## START EXTRACTED RECORDS

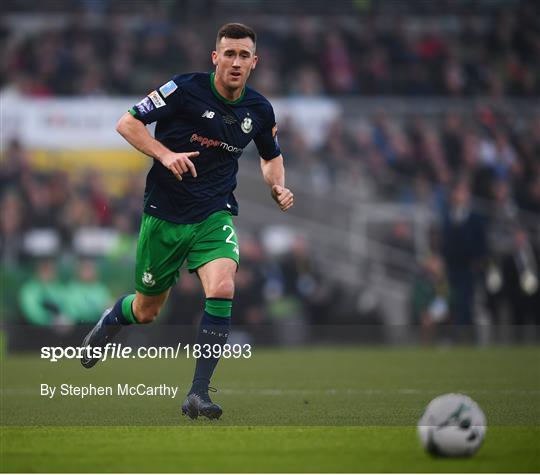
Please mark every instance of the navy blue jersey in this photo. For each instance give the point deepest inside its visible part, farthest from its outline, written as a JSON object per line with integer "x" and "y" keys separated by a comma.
{"x": 191, "y": 116}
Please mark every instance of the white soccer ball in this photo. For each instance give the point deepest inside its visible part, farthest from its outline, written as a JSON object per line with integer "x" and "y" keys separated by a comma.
{"x": 452, "y": 425}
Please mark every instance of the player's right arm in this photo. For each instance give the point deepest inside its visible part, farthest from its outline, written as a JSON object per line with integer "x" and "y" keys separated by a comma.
{"x": 136, "y": 133}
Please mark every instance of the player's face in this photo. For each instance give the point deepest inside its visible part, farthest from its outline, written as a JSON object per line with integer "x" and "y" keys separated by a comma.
{"x": 234, "y": 59}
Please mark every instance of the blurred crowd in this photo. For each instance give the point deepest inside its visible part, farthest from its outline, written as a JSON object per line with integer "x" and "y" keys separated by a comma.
{"x": 103, "y": 52}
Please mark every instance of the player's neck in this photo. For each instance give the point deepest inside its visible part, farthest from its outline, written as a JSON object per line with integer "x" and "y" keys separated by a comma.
{"x": 226, "y": 95}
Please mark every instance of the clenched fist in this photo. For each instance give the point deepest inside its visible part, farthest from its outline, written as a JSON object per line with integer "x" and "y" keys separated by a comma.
{"x": 283, "y": 197}
{"x": 180, "y": 163}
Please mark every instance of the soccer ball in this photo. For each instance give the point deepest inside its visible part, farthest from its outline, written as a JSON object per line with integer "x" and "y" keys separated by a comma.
{"x": 452, "y": 425}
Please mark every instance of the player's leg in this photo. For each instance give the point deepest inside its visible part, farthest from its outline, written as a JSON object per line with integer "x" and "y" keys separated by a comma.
{"x": 161, "y": 250}
{"x": 215, "y": 257}
{"x": 129, "y": 309}
{"x": 217, "y": 278}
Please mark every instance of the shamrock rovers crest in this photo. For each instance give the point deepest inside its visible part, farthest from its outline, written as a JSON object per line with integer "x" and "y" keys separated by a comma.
{"x": 246, "y": 125}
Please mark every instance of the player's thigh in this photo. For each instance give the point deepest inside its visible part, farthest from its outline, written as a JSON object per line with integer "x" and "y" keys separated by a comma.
{"x": 215, "y": 238}
{"x": 215, "y": 254}
{"x": 161, "y": 250}
{"x": 217, "y": 277}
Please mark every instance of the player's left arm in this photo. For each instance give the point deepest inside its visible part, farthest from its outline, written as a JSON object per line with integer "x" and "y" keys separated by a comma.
{"x": 274, "y": 175}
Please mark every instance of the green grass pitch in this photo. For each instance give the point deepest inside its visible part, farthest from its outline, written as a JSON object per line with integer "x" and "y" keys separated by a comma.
{"x": 349, "y": 409}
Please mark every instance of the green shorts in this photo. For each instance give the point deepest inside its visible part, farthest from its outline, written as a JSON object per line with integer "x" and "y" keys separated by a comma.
{"x": 164, "y": 246}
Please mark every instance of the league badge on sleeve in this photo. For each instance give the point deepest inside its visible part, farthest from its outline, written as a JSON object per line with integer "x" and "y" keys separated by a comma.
{"x": 156, "y": 99}
{"x": 145, "y": 106}
{"x": 168, "y": 88}
{"x": 246, "y": 125}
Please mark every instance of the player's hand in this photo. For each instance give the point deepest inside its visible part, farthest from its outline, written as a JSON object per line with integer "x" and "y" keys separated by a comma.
{"x": 283, "y": 197}
{"x": 180, "y": 163}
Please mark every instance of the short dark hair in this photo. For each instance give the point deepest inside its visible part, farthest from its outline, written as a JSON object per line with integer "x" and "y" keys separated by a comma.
{"x": 236, "y": 31}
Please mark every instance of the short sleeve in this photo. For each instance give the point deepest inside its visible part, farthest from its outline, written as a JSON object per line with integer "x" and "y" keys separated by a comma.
{"x": 266, "y": 140}
{"x": 161, "y": 103}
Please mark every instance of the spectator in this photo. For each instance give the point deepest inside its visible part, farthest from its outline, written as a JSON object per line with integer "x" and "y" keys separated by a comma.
{"x": 430, "y": 297}
{"x": 86, "y": 295}
{"x": 521, "y": 281}
{"x": 43, "y": 298}
{"x": 464, "y": 249}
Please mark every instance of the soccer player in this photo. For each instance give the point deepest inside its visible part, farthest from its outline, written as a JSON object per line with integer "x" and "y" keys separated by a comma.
{"x": 203, "y": 123}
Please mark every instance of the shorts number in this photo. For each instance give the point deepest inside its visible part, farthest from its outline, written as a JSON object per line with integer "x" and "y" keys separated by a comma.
{"x": 229, "y": 238}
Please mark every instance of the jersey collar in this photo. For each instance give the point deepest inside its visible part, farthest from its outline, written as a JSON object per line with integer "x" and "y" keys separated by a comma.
{"x": 219, "y": 96}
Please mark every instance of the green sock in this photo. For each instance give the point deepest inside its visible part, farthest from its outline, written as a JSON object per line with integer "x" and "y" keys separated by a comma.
{"x": 218, "y": 307}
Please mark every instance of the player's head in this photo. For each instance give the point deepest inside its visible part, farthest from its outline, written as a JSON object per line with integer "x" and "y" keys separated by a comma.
{"x": 234, "y": 56}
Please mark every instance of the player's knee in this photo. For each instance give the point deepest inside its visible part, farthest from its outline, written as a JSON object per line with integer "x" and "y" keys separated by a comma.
{"x": 223, "y": 289}
{"x": 147, "y": 313}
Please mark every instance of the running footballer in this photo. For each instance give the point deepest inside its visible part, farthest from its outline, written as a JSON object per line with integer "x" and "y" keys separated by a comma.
{"x": 203, "y": 123}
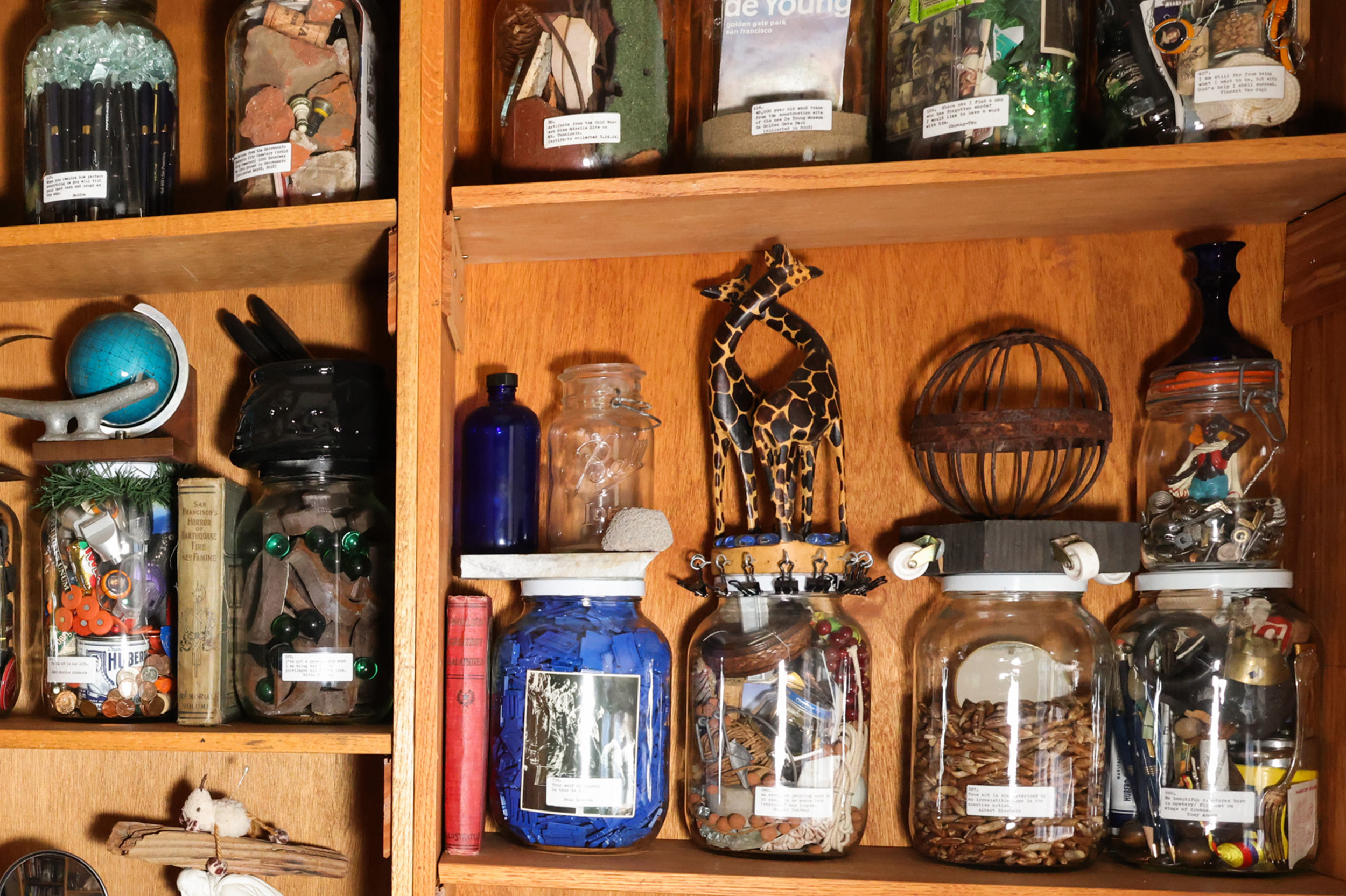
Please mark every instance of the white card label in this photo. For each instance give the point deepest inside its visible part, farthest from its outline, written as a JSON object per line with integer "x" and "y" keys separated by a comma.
{"x": 575, "y": 131}
{"x": 793, "y": 802}
{"x": 72, "y": 671}
{"x": 792, "y": 115}
{"x": 74, "y": 185}
{"x": 263, "y": 160}
{"x": 1240, "y": 82}
{"x": 1302, "y": 805}
{"x": 317, "y": 666}
{"x": 973, "y": 114}
{"x": 1220, "y": 806}
{"x": 1011, "y": 802}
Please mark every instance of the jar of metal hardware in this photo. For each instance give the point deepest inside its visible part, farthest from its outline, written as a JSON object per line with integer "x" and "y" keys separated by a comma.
{"x": 10, "y": 575}
{"x": 601, "y": 454}
{"x": 968, "y": 80}
{"x": 100, "y": 92}
{"x": 109, "y": 580}
{"x": 779, "y": 725}
{"x": 1216, "y": 738}
{"x": 781, "y": 84}
{"x": 582, "y": 90}
{"x": 582, "y": 695}
{"x": 1011, "y": 696}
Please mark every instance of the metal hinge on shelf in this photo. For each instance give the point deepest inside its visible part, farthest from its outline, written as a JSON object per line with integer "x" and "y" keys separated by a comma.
{"x": 451, "y": 299}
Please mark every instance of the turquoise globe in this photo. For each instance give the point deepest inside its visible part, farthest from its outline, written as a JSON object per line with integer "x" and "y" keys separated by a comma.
{"x": 119, "y": 349}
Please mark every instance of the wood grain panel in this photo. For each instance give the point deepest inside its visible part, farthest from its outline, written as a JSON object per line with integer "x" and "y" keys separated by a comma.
{"x": 892, "y": 315}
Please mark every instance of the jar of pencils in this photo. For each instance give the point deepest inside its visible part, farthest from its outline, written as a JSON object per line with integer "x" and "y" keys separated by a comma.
{"x": 100, "y": 89}
{"x": 300, "y": 112}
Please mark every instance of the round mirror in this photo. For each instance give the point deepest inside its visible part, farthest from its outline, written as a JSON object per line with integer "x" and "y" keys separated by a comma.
{"x": 52, "y": 873}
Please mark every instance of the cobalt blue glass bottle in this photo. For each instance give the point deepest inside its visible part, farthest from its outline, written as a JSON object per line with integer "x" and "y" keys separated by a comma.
{"x": 580, "y": 715}
{"x": 501, "y": 455}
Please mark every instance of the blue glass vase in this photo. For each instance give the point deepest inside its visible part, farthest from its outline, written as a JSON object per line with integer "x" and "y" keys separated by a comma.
{"x": 501, "y": 455}
{"x": 580, "y": 717}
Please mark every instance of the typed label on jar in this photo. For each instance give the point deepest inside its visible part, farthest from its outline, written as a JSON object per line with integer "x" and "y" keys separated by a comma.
{"x": 1011, "y": 802}
{"x": 317, "y": 666}
{"x": 793, "y": 802}
{"x": 1221, "y": 806}
{"x": 1240, "y": 82}
{"x": 577, "y": 131}
{"x": 975, "y": 114}
{"x": 790, "y": 116}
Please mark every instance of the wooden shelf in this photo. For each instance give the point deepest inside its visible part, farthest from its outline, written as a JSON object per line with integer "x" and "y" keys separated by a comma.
{"x": 1007, "y": 197}
{"x": 677, "y": 867}
{"x": 192, "y": 253}
{"x": 29, "y": 732}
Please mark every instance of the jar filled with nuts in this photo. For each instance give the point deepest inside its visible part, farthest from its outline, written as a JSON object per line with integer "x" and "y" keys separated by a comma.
{"x": 780, "y": 725}
{"x": 1216, "y": 751}
{"x": 1011, "y": 690}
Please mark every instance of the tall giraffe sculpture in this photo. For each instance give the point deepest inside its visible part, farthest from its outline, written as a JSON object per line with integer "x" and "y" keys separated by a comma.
{"x": 734, "y": 396}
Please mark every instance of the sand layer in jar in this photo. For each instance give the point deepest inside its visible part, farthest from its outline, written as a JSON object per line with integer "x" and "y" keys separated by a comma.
{"x": 971, "y": 744}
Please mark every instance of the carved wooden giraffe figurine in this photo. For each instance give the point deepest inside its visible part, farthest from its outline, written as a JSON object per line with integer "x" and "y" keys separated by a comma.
{"x": 734, "y": 396}
{"x": 789, "y": 426}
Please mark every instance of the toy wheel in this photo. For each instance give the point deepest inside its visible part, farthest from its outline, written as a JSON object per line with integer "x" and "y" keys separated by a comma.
{"x": 901, "y": 561}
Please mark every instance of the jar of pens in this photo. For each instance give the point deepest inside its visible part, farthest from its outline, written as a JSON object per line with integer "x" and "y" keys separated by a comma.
{"x": 100, "y": 114}
{"x": 1216, "y": 749}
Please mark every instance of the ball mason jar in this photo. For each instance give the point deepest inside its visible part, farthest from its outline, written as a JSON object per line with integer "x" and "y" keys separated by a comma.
{"x": 582, "y": 92}
{"x": 314, "y": 629}
{"x": 1008, "y": 736}
{"x": 300, "y": 112}
{"x": 101, "y": 117}
{"x": 779, "y": 727}
{"x": 1216, "y": 738}
{"x": 580, "y": 719}
{"x": 781, "y": 82}
{"x": 601, "y": 454}
{"x": 109, "y": 580}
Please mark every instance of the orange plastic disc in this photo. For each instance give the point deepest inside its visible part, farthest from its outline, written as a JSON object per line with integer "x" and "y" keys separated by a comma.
{"x": 101, "y": 623}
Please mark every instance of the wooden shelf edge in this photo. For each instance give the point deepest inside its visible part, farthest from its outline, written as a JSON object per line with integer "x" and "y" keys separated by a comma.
{"x": 240, "y": 738}
{"x": 679, "y": 867}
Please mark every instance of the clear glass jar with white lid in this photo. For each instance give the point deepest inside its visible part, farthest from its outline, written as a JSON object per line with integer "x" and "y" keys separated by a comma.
{"x": 1216, "y": 752}
{"x": 1011, "y": 690}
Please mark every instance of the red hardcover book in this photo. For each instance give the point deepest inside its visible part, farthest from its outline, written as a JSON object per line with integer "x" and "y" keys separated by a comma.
{"x": 466, "y": 703}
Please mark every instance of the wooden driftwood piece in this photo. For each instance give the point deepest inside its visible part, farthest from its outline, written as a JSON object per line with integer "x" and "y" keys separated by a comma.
{"x": 244, "y": 856}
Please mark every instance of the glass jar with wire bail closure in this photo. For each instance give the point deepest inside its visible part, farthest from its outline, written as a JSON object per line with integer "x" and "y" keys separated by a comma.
{"x": 780, "y": 712}
{"x": 1011, "y": 695}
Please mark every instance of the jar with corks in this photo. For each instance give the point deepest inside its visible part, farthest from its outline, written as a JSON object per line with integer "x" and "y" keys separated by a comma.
{"x": 580, "y": 90}
{"x": 302, "y": 103}
{"x": 1216, "y": 752}
{"x": 781, "y": 82}
{"x": 779, "y": 731}
{"x": 1011, "y": 689}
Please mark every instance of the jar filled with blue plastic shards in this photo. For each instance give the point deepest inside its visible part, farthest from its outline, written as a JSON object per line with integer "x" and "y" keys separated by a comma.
{"x": 580, "y": 704}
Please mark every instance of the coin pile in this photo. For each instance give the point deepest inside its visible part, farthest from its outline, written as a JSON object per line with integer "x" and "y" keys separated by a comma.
{"x": 1046, "y": 743}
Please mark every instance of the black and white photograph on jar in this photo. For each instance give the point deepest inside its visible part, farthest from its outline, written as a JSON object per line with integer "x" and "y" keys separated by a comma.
{"x": 580, "y": 744}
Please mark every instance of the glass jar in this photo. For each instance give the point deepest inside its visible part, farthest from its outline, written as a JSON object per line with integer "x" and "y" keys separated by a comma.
{"x": 300, "y": 111}
{"x": 109, "y": 579}
{"x": 978, "y": 80}
{"x": 314, "y": 631}
{"x": 779, "y": 735}
{"x": 1216, "y": 750}
{"x": 100, "y": 88}
{"x": 1011, "y": 672}
{"x": 601, "y": 454}
{"x": 580, "y": 707}
{"x": 10, "y": 571}
{"x": 781, "y": 82}
{"x": 598, "y": 107}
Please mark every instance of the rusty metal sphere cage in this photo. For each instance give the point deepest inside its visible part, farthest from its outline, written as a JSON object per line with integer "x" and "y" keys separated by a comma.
{"x": 1016, "y": 427}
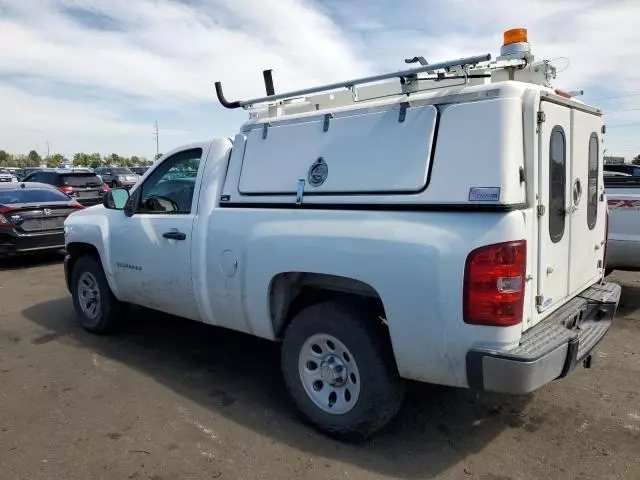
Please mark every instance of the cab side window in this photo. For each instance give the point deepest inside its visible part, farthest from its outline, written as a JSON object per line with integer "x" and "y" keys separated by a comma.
{"x": 170, "y": 187}
{"x": 557, "y": 183}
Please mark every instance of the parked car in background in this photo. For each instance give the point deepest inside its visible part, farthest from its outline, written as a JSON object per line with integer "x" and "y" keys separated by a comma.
{"x": 139, "y": 170}
{"x": 623, "y": 197}
{"x": 23, "y": 173}
{"x": 87, "y": 188}
{"x": 7, "y": 176}
{"x": 32, "y": 217}
{"x": 118, "y": 177}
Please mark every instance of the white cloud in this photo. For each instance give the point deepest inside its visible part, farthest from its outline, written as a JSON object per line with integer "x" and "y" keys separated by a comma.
{"x": 71, "y": 126}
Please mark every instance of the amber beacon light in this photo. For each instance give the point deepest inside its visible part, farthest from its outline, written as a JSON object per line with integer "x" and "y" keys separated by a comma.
{"x": 515, "y": 35}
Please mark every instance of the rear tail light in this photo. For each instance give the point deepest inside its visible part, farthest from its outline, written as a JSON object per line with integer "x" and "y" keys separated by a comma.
{"x": 494, "y": 284}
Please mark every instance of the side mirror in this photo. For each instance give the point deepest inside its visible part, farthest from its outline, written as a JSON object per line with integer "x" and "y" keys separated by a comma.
{"x": 116, "y": 199}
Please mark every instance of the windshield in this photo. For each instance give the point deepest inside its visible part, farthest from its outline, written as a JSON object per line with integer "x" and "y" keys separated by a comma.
{"x": 32, "y": 195}
{"x": 81, "y": 180}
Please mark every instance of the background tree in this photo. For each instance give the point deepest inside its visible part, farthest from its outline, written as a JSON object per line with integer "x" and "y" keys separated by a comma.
{"x": 6, "y": 159}
{"x": 81, "y": 160}
{"x": 95, "y": 160}
{"x": 56, "y": 160}
{"x": 33, "y": 159}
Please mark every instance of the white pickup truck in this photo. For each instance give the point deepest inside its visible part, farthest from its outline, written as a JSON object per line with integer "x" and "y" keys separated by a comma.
{"x": 428, "y": 224}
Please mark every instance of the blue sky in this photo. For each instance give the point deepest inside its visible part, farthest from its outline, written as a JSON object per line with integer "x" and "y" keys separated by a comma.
{"x": 94, "y": 75}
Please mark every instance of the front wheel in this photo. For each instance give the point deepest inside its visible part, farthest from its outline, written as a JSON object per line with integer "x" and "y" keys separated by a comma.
{"x": 97, "y": 308}
{"x": 339, "y": 369}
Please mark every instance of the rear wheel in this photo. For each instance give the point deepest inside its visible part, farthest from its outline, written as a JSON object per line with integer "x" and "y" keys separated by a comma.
{"x": 339, "y": 369}
{"x": 97, "y": 308}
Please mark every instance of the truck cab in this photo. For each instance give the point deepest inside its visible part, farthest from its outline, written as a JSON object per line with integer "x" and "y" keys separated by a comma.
{"x": 445, "y": 224}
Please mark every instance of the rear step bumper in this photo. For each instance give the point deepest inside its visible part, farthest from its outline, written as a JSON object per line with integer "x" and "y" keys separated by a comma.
{"x": 551, "y": 349}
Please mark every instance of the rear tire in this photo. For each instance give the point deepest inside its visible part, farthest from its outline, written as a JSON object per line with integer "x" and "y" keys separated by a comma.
{"x": 339, "y": 368}
{"x": 98, "y": 310}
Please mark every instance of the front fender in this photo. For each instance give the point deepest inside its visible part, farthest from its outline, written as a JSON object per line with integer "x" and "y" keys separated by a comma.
{"x": 91, "y": 227}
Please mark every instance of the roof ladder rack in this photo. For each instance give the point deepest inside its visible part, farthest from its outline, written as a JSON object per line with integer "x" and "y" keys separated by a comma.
{"x": 272, "y": 97}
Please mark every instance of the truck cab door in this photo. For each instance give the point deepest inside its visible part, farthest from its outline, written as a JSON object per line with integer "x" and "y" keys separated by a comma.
{"x": 151, "y": 250}
{"x": 554, "y": 149}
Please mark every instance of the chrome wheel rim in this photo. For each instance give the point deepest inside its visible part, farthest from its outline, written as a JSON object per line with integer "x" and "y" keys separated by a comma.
{"x": 89, "y": 295}
{"x": 329, "y": 374}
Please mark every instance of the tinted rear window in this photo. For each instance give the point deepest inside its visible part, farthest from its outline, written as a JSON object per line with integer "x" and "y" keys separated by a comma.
{"x": 31, "y": 195}
{"x": 557, "y": 183}
{"x": 81, "y": 180}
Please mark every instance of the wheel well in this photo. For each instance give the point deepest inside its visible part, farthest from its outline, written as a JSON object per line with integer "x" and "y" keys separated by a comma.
{"x": 291, "y": 292}
{"x": 76, "y": 250}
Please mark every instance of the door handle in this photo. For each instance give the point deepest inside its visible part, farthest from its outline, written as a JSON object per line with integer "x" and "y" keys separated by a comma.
{"x": 175, "y": 235}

## END EXTRACTED RECORDS

** GOAL OF THE EXERCISE **
Give back the lines above exactly, from the one with "Please mark every instance of the chrome" through the last line.

** ANSWER TO THE PROBLEM **
Please mark every instance of the chrome wheel rim in this photo. For each instance give the point deepest inside its visible part, farthest from its outline, written as a JSON object per line with integer "x" and "y" keys separated by a comma.
{"x": 89, "y": 295}
{"x": 329, "y": 374}
Please mark every instance of the tinted rear window in this photo. For each instance give the point deepest inside its visible part, farthest from its outline, written as a JSON object per line with integer "x" and "y" keys separated by a comma.
{"x": 31, "y": 195}
{"x": 557, "y": 183}
{"x": 81, "y": 180}
Please mark every instance of the wheel well in this photo. For each instance give the point deepest inside its visible part, farthest from its outline, written as a JSON object per line with integer "x" and "y" keys separated by a comma.
{"x": 291, "y": 292}
{"x": 76, "y": 250}
Please mark every instance of the door handle in this photo. For each instance give the point deepest inside its visible part, farthest from its outline, written as a JSON object per line with integer "x" and "y" keys separated by a comma.
{"x": 175, "y": 235}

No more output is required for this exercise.